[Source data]
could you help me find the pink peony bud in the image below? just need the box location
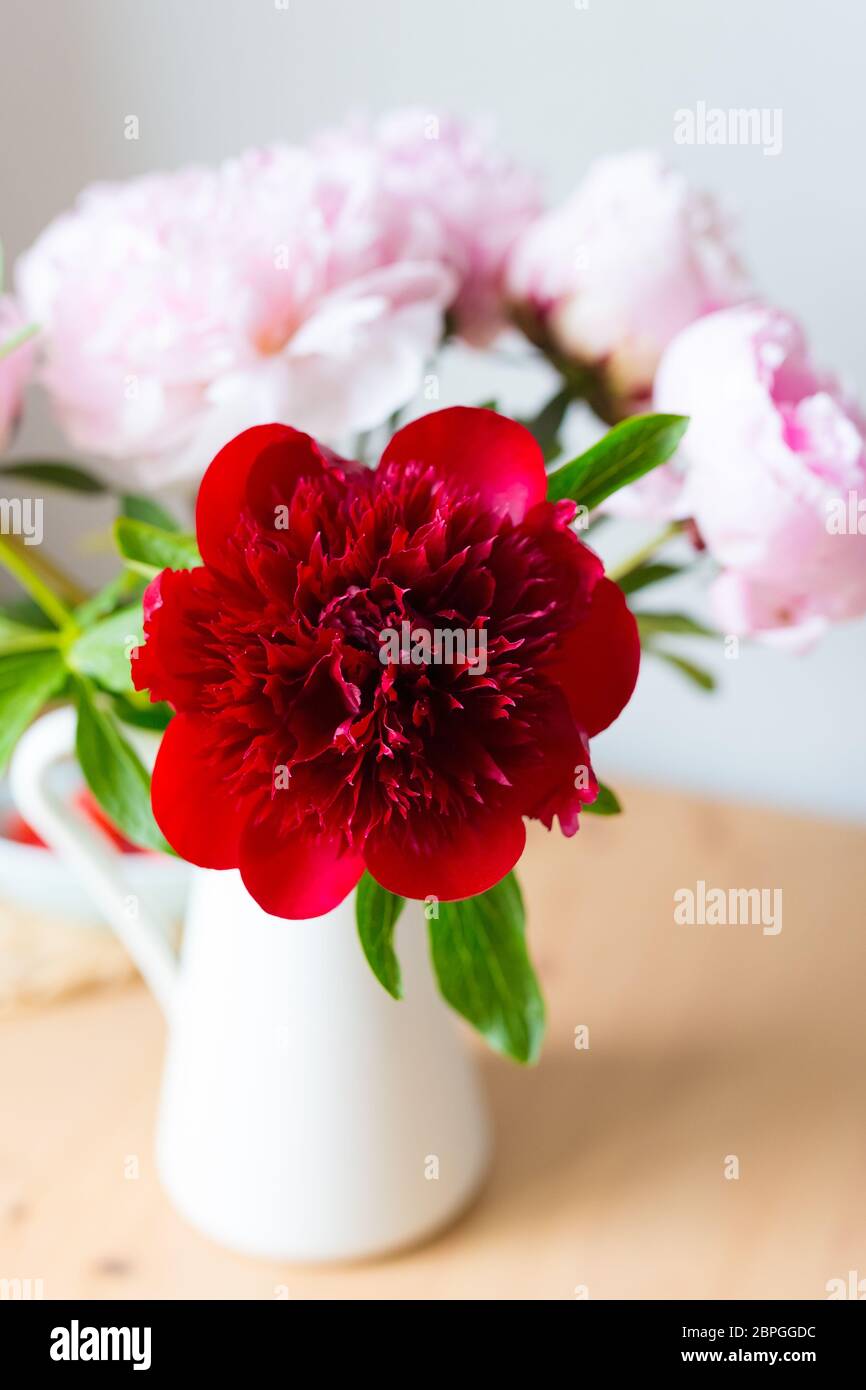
[507,150,748,415]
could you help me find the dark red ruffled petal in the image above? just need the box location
[195,424,326,572]
[506,688,597,836]
[521,499,604,598]
[543,577,640,737]
[364,807,526,902]
[131,567,222,713]
[238,809,365,920]
[150,714,246,868]
[378,406,546,523]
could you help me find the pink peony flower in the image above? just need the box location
[0,296,35,451]
[652,304,866,641]
[506,150,748,414]
[315,108,542,346]
[16,146,455,490]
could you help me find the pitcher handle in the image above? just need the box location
[8,706,178,1018]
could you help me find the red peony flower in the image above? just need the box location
[132,408,639,918]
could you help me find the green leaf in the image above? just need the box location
[74,679,168,852]
[72,570,145,629]
[546,413,688,511]
[0,459,106,494]
[618,562,683,597]
[120,493,181,531]
[584,780,622,815]
[636,611,716,639]
[649,649,717,692]
[430,873,545,1064]
[520,385,572,463]
[356,872,405,999]
[111,692,173,732]
[0,597,55,631]
[0,612,60,655]
[114,517,200,577]
[67,604,143,694]
[0,650,67,772]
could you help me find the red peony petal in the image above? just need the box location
[544,577,640,737]
[522,499,604,596]
[239,809,365,920]
[507,688,597,836]
[131,567,222,713]
[364,806,526,902]
[195,424,326,572]
[150,714,246,868]
[378,406,547,523]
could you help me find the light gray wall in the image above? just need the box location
[2,0,864,818]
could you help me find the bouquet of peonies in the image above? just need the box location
[1,113,864,1062]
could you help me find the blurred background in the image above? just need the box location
[1,0,864,819]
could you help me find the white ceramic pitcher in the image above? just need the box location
[9,708,491,1262]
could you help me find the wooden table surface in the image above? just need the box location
[2,782,865,1300]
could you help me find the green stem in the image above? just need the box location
[607,522,682,585]
[0,535,75,631]
[1,531,88,607]
[0,322,39,361]
[0,630,63,653]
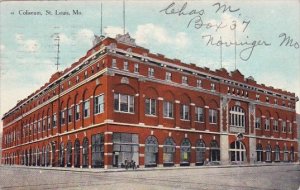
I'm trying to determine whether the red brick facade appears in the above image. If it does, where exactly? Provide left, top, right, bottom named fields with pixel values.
left=1, top=34, right=298, bottom=168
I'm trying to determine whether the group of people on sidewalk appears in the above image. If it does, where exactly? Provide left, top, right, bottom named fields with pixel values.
left=124, top=159, right=137, bottom=170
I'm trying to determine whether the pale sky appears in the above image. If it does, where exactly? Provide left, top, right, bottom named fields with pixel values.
left=0, top=0, right=299, bottom=133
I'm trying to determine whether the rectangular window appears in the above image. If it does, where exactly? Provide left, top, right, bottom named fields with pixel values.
left=256, top=94, right=260, bottom=101
left=112, top=58, right=117, bottom=68
left=38, top=120, right=41, bottom=133
left=92, top=133, right=104, bottom=168
left=166, top=72, right=172, bottom=81
left=265, top=118, right=270, bottom=130
left=163, top=101, right=174, bottom=118
left=145, top=98, right=156, bottom=116
left=68, top=107, right=73, bottom=123
left=180, top=104, right=190, bottom=120
left=274, top=99, right=278, bottom=105
left=75, top=104, right=80, bottom=120
left=148, top=68, right=154, bottom=77
left=255, top=117, right=261, bottom=129
left=114, top=93, right=134, bottom=113
left=211, top=83, right=215, bottom=91
left=182, top=76, right=188, bottom=85
left=288, top=122, right=292, bottom=133
left=197, top=80, right=202, bottom=88
left=83, top=100, right=90, bottom=118
left=273, top=120, right=278, bottom=131
left=195, top=107, right=204, bottom=122
left=60, top=110, right=65, bottom=125
left=266, top=97, right=269, bottom=103
left=48, top=116, right=51, bottom=129
left=123, top=61, right=128, bottom=70
left=134, top=63, right=139, bottom=73
left=52, top=114, right=57, bottom=128
left=209, top=109, right=217, bottom=124
left=282, top=121, right=286, bottom=132
left=94, top=94, right=104, bottom=114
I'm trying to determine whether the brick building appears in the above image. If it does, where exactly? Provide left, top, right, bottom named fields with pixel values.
left=1, top=34, right=298, bottom=169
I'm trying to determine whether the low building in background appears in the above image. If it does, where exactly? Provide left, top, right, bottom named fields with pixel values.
left=1, top=34, right=298, bottom=169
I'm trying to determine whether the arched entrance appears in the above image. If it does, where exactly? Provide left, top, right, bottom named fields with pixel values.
left=230, top=141, right=246, bottom=163
left=145, top=135, right=158, bottom=167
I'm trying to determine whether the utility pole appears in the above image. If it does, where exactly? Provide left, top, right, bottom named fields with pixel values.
left=54, top=34, right=60, bottom=71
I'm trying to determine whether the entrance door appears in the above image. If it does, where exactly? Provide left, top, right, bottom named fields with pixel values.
left=230, top=141, right=246, bottom=163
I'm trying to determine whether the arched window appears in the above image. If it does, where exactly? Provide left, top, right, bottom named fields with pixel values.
left=82, top=138, right=89, bottom=168
left=230, top=141, right=246, bottom=162
left=230, top=106, right=245, bottom=127
left=92, top=133, right=104, bottom=168
left=195, top=140, right=206, bottom=165
left=266, top=145, right=272, bottom=162
left=74, top=139, right=80, bottom=168
left=66, top=141, right=72, bottom=167
left=145, top=136, right=158, bottom=167
left=180, top=138, right=191, bottom=166
left=45, top=145, right=50, bottom=166
left=290, top=147, right=294, bottom=161
left=256, top=144, right=263, bottom=162
left=41, top=147, right=45, bottom=166
left=51, top=142, right=56, bottom=167
left=32, top=148, right=37, bottom=166
left=283, top=145, right=288, bottom=162
left=274, top=145, right=280, bottom=162
left=59, top=142, right=65, bottom=167
left=210, top=141, right=220, bottom=162
left=163, top=137, right=175, bottom=166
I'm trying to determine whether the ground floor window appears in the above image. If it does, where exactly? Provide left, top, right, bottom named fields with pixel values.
left=163, top=137, right=176, bottom=166
left=283, top=145, right=288, bottom=162
left=74, top=139, right=80, bottom=168
left=92, top=133, right=104, bottom=168
left=274, top=145, right=280, bottom=162
left=145, top=135, right=158, bottom=167
left=51, top=142, right=56, bottom=167
left=230, top=141, right=246, bottom=162
left=290, top=147, right=294, bottom=161
left=210, top=141, right=220, bottom=162
left=256, top=144, right=263, bottom=162
left=45, top=145, right=50, bottom=166
left=113, top=133, right=139, bottom=168
left=66, top=141, right=72, bottom=167
left=195, top=140, right=206, bottom=165
left=59, top=143, right=65, bottom=167
left=82, top=138, right=89, bottom=168
left=180, top=138, right=191, bottom=166
left=266, top=145, right=272, bottom=162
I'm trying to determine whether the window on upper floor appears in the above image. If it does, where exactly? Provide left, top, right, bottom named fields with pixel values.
left=123, top=61, right=128, bottom=71
left=211, top=83, right=215, bottom=91
left=112, top=58, right=117, bottom=68
left=264, top=118, right=270, bottom=130
left=256, top=94, right=260, bottom=101
left=209, top=109, right=218, bottom=124
left=273, top=120, right=278, bottom=131
left=195, top=107, right=204, bottom=122
left=76, top=76, right=80, bottom=83
left=94, top=94, right=104, bottom=114
left=134, top=63, right=139, bottom=73
left=230, top=106, right=245, bottom=128
left=75, top=104, right=80, bottom=120
left=166, top=72, right=172, bottom=81
left=266, top=97, right=269, bottom=103
left=148, top=68, right=154, bottom=77
left=288, top=122, right=292, bottom=133
left=163, top=101, right=174, bottom=118
left=282, top=101, right=286, bottom=106
left=68, top=107, right=73, bottom=123
left=145, top=98, right=156, bottom=116
left=83, top=100, right=90, bottom=118
left=274, top=99, right=277, bottom=105
left=52, top=113, right=57, bottom=128
left=60, top=110, right=65, bottom=125
left=114, top=93, right=134, bottom=113
left=197, top=80, right=202, bottom=88
left=182, top=76, right=188, bottom=85
left=282, top=121, right=286, bottom=132
left=68, top=80, right=71, bottom=87
left=84, top=71, right=88, bottom=79
left=180, top=104, right=190, bottom=120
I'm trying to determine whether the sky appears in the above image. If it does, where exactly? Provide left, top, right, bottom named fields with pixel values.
left=0, top=0, right=299, bottom=134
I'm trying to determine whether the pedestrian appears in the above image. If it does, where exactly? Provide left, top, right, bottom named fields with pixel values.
left=125, top=159, right=128, bottom=170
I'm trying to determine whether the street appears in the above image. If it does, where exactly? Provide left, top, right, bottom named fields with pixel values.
left=0, top=164, right=299, bottom=190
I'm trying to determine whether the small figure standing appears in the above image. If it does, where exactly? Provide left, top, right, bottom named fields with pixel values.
left=125, top=159, right=128, bottom=170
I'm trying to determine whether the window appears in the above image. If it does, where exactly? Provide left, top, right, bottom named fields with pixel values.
left=195, top=140, right=206, bottom=165
left=112, top=58, right=117, bottom=68
left=94, top=94, right=104, bottom=114
left=182, top=76, right=188, bottom=85
left=211, top=83, right=215, bottom=91
left=256, top=94, right=260, bottom=101
left=266, top=145, right=272, bottom=162
left=256, top=144, right=263, bottom=162
left=84, top=71, right=88, bottom=79
left=282, top=101, right=285, bottom=106
left=145, top=136, right=158, bottom=167
left=255, top=117, right=261, bottom=129
left=123, top=61, right=128, bottom=70
left=209, top=109, right=218, bottom=124
left=266, top=97, right=269, bottom=103
left=290, top=147, right=294, bottom=161
left=83, top=100, right=90, bottom=118
left=92, top=133, right=104, bottom=168
left=68, top=107, right=72, bottom=123
left=145, top=98, right=156, bottom=116
left=163, top=137, right=175, bottom=166
left=230, top=141, right=246, bottom=162
left=82, top=138, right=89, bottom=168
left=134, top=63, right=139, bottom=73
left=163, top=101, right=174, bottom=118
left=274, top=99, right=278, bottom=105
left=148, top=68, right=154, bottom=77
left=75, top=104, right=80, bottom=120
left=230, top=106, right=245, bottom=127
left=52, top=114, right=57, bottom=128
left=288, top=122, right=292, bottom=133
left=166, top=72, right=172, bottom=81
left=74, top=140, right=80, bottom=168
left=114, top=93, right=134, bottom=113
left=48, top=116, right=51, bottom=129
left=274, top=145, right=280, bottom=162
left=210, top=141, right=220, bottom=162
left=180, top=139, right=191, bottom=165
left=195, top=107, right=204, bottom=122
left=197, top=80, right=202, bottom=88
left=66, top=141, right=72, bottom=167
left=76, top=76, right=79, bottom=83
left=60, top=110, right=65, bottom=125
left=283, top=145, right=288, bottom=162
left=68, top=80, right=71, bottom=87
left=59, top=143, right=65, bottom=167
left=282, top=121, right=286, bottom=132
left=180, top=104, right=190, bottom=120
left=265, top=118, right=270, bottom=130
left=273, top=120, right=278, bottom=131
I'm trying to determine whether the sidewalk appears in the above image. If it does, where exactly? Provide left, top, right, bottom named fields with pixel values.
left=1, top=162, right=299, bottom=173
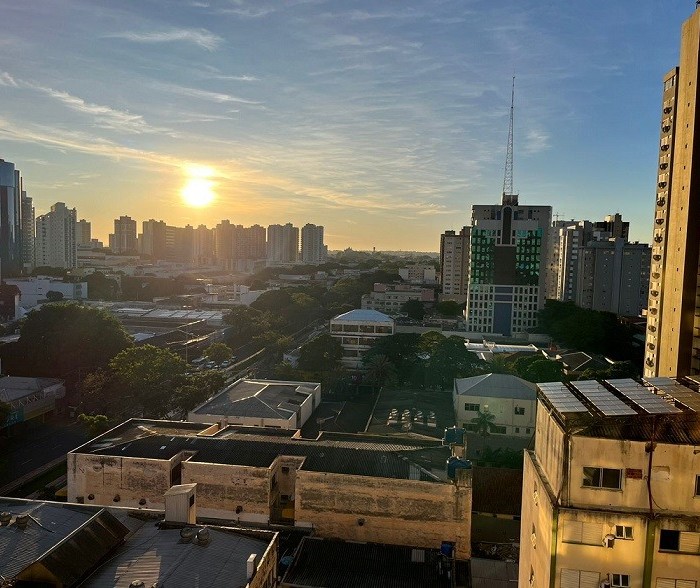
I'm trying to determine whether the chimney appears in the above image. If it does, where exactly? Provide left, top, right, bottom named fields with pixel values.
left=247, top=554, right=258, bottom=580
left=164, top=483, right=197, bottom=524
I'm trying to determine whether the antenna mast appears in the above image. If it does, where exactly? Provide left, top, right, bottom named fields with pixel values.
left=502, top=76, right=518, bottom=206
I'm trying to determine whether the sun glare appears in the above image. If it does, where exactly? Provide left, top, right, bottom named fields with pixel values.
left=181, top=164, right=217, bottom=207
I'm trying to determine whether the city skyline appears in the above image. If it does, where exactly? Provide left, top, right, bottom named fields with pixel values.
left=0, top=1, right=694, bottom=250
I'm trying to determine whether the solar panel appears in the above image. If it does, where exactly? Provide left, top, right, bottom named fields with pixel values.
left=643, top=378, right=700, bottom=413
left=537, top=383, right=589, bottom=414
left=568, top=380, right=637, bottom=417
left=605, top=379, right=682, bottom=415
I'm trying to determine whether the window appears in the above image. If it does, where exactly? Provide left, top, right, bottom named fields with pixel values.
left=612, top=574, right=630, bottom=587
left=659, top=530, right=700, bottom=553
left=582, top=467, right=622, bottom=490
left=465, top=403, right=480, bottom=412
left=656, top=579, right=697, bottom=588
left=560, top=569, right=600, bottom=588
left=695, top=474, right=700, bottom=496
left=514, top=406, right=525, bottom=415
left=492, top=425, right=507, bottom=434
left=281, top=466, right=290, bottom=474
left=562, top=521, right=602, bottom=546
left=615, top=525, right=633, bottom=540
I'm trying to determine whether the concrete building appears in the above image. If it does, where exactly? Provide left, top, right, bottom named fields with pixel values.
left=645, top=9, right=700, bottom=378
left=267, top=223, right=299, bottom=265
left=453, top=373, right=536, bottom=437
left=5, top=276, right=87, bottom=308
left=0, top=495, right=278, bottom=588
left=399, top=264, right=437, bottom=285
left=193, top=224, right=215, bottom=266
left=21, top=191, right=34, bottom=273
left=520, top=377, right=700, bottom=588
left=465, top=200, right=552, bottom=337
left=300, top=223, right=327, bottom=264
left=141, top=218, right=167, bottom=259
left=0, top=159, right=24, bottom=276
left=109, top=215, right=137, bottom=254
left=575, top=239, right=651, bottom=316
left=440, top=227, right=470, bottom=302
left=361, top=282, right=434, bottom=316
left=67, top=420, right=472, bottom=558
left=188, top=379, right=321, bottom=429
left=330, top=309, right=394, bottom=369
left=76, top=219, right=91, bottom=246
left=0, top=376, right=65, bottom=429
left=35, top=202, right=78, bottom=269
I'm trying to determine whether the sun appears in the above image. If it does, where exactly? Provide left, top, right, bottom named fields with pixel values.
left=180, top=164, right=216, bottom=208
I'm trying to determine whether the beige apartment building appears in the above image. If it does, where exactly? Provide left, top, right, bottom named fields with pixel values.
left=520, top=377, right=700, bottom=588
left=645, top=8, right=700, bottom=378
left=67, top=420, right=473, bottom=558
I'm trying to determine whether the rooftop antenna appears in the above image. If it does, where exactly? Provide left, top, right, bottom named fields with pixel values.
left=502, top=76, right=518, bottom=206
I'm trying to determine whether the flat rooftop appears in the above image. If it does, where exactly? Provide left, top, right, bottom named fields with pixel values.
left=191, top=379, right=319, bottom=420
left=73, top=420, right=448, bottom=482
left=537, top=377, right=700, bottom=444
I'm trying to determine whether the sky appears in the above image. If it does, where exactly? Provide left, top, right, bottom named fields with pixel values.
left=0, top=0, right=695, bottom=251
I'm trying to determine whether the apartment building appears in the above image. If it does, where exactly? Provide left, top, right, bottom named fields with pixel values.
left=520, top=377, right=700, bottom=588
left=329, top=309, right=394, bottom=369
left=361, top=282, right=435, bottom=316
left=439, top=227, right=470, bottom=302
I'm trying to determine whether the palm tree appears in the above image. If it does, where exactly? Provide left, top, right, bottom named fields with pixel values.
left=364, top=354, right=396, bottom=391
left=471, top=409, right=496, bottom=437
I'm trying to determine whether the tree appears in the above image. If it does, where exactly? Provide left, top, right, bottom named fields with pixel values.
left=364, top=354, right=397, bottom=391
left=435, top=300, right=463, bottom=317
left=205, top=342, right=233, bottom=364
left=363, top=333, right=421, bottom=384
left=516, top=357, right=564, bottom=384
left=471, top=409, right=496, bottom=437
left=224, top=306, right=257, bottom=347
left=0, top=401, right=11, bottom=426
left=109, top=345, right=187, bottom=417
left=401, top=299, right=426, bottom=320
left=425, top=336, right=486, bottom=389
left=172, top=370, right=226, bottom=415
left=86, top=271, right=120, bottom=300
left=78, top=413, right=110, bottom=437
left=45, top=290, right=64, bottom=302
left=297, top=334, right=343, bottom=372
left=17, top=303, right=133, bottom=378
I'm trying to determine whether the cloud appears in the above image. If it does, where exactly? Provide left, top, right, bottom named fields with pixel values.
left=154, top=82, right=262, bottom=105
left=0, top=72, right=18, bottom=87
left=523, top=128, right=550, bottom=154
left=107, top=28, right=223, bottom=51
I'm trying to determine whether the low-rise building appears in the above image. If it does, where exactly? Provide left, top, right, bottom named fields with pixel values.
left=399, top=264, right=437, bottom=285
left=520, top=377, right=700, bottom=588
left=68, top=420, right=472, bottom=558
left=188, top=379, right=321, bottom=429
left=361, top=283, right=435, bottom=316
left=330, top=309, right=394, bottom=369
left=453, top=373, right=536, bottom=437
left=0, top=376, right=65, bottom=429
left=4, top=277, right=87, bottom=308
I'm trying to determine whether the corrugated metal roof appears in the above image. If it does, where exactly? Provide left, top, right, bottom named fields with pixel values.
left=83, top=525, right=268, bottom=588
left=454, top=373, right=536, bottom=400
left=282, top=537, right=452, bottom=587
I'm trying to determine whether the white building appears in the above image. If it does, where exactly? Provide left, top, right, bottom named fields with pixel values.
left=267, top=223, right=299, bottom=264
left=453, top=373, right=536, bottom=437
left=361, top=283, right=434, bottom=316
left=35, top=202, right=77, bottom=269
left=399, top=264, right=437, bottom=285
left=188, top=378, right=321, bottom=429
left=330, top=309, right=394, bottom=369
left=5, top=276, right=87, bottom=308
left=300, top=224, right=327, bottom=264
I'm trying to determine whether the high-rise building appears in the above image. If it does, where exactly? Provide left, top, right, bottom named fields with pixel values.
left=109, top=216, right=137, bottom=254
left=193, top=224, right=214, bottom=266
left=140, top=219, right=167, bottom=259
left=439, top=227, right=470, bottom=302
left=76, top=219, right=91, bottom=246
left=300, top=223, right=327, bottom=264
left=464, top=200, right=552, bottom=336
left=267, top=223, right=299, bottom=264
left=645, top=9, right=700, bottom=378
left=575, top=239, right=651, bottom=316
left=35, top=202, right=77, bottom=269
left=0, top=159, right=24, bottom=276
left=21, top=191, right=34, bottom=272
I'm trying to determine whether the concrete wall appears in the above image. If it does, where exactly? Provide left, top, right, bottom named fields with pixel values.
left=533, top=399, right=566, bottom=498
left=181, top=460, right=271, bottom=524
left=247, top=533, right=279, bottom=588
left=454, top=393, right=536, bottom=437
left=68, top=453, right=173, bottom=508
left=188, top=411, right=294, bottom=429
left=294, top=469, right=472, bottom=559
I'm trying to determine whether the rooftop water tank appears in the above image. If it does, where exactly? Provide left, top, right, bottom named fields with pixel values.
left=446, top=456, right=472, bottom=480
left=442, top=426, right=465, bottom=446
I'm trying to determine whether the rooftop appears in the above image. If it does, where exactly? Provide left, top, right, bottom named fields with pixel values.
left=281, top=537, right=452, bottom=587
left=331, top=309, right=394, bottom=323
left=74, top=420, right=449, bottom=482
left=190, top=379, right=320, bottom=421
left=537, top=377, right=700, bottom=444
left=0, top=376, right=64, bottom=403
left=454, top=373, right=536, bottom=400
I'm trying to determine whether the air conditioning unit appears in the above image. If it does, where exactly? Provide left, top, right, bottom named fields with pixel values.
left=533, top=490, right=539, bottom=505
left=530, top=533, right=537, bottom=548
left=603, top=534, right=615, bottom=548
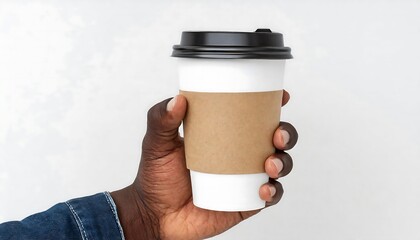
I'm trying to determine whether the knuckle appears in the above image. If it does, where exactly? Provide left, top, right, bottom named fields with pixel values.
left=275, top=151, right=293, bottom=177
left=147, top=103, right=166, bottom=130
left=147, top=104, right=159, bottom=123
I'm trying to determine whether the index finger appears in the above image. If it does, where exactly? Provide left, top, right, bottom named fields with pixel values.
left=282, top=90, right=290, bottom=106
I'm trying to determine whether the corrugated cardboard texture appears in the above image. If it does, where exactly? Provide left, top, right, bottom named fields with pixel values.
left=180, top=90, right=283, bottom=174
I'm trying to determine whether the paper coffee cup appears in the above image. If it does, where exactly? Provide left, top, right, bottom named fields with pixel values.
left=172, top=29, right=292, bottom=211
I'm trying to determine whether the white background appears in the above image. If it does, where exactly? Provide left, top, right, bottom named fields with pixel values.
left=1, top=1, right=419, bottom=239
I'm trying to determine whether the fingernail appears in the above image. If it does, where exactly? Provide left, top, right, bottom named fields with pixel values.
left=272, top=157, right=283, bottom=174
left=280, top=130, right=290, bottom=146
left=166, top=96, right=177, bottom=112
left=269, top=185, right=276, bottom=197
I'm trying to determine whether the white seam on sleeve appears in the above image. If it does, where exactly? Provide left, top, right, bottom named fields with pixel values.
left=104, top=192, right=126, bottom=240
left=65, top=201, right=89, bottom=240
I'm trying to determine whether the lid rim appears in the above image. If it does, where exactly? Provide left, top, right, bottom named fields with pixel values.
left=172, top=52, right=293, bottom=59
left=173, top=45, right=291, bottom=51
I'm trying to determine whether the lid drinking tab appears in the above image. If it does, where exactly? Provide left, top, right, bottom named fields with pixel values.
left=255, top=28, right=272, bottom=32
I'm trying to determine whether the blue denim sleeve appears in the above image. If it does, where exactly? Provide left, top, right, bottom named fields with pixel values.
left=0, top=192, right=125, bottom=240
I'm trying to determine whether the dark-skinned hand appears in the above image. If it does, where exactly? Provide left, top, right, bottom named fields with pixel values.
left=111, top=90, right=298, bottom=240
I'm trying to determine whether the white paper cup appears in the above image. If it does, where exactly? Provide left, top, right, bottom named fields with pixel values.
left=178, top=58, right=285, bottom=211
left=172, top=29, right=292, bottom=211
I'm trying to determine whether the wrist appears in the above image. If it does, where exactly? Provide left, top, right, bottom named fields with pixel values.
left=111, top=185, right=160, bottom=240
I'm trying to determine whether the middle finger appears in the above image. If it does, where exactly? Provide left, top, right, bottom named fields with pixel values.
left=264, top=151, right=294, bottom=179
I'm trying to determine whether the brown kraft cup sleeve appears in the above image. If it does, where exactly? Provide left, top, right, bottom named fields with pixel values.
left=180, top=90, right=283, bottom=174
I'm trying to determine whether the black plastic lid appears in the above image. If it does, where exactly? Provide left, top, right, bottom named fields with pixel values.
left=172, top=29, right=292, bottom=59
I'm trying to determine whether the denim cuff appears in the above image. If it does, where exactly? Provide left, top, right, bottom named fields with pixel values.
left=66, top=192, right=125, bottom=240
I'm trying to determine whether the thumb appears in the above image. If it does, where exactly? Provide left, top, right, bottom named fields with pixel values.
left=142, top=95, right=187, bottom=160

> _Problem description_: The required answer is the line with "I'm trying to determine whether the thumb" plus every line after it to the end of the entries above, transcribed exactly.

> _Solution to this task_:
I'm trying to determine whether the thumb appears in the above image. If it does, where exactly? Provide left, top, right, bottom named fields with pixel values.
left=142, top=95, right=187, bottom=160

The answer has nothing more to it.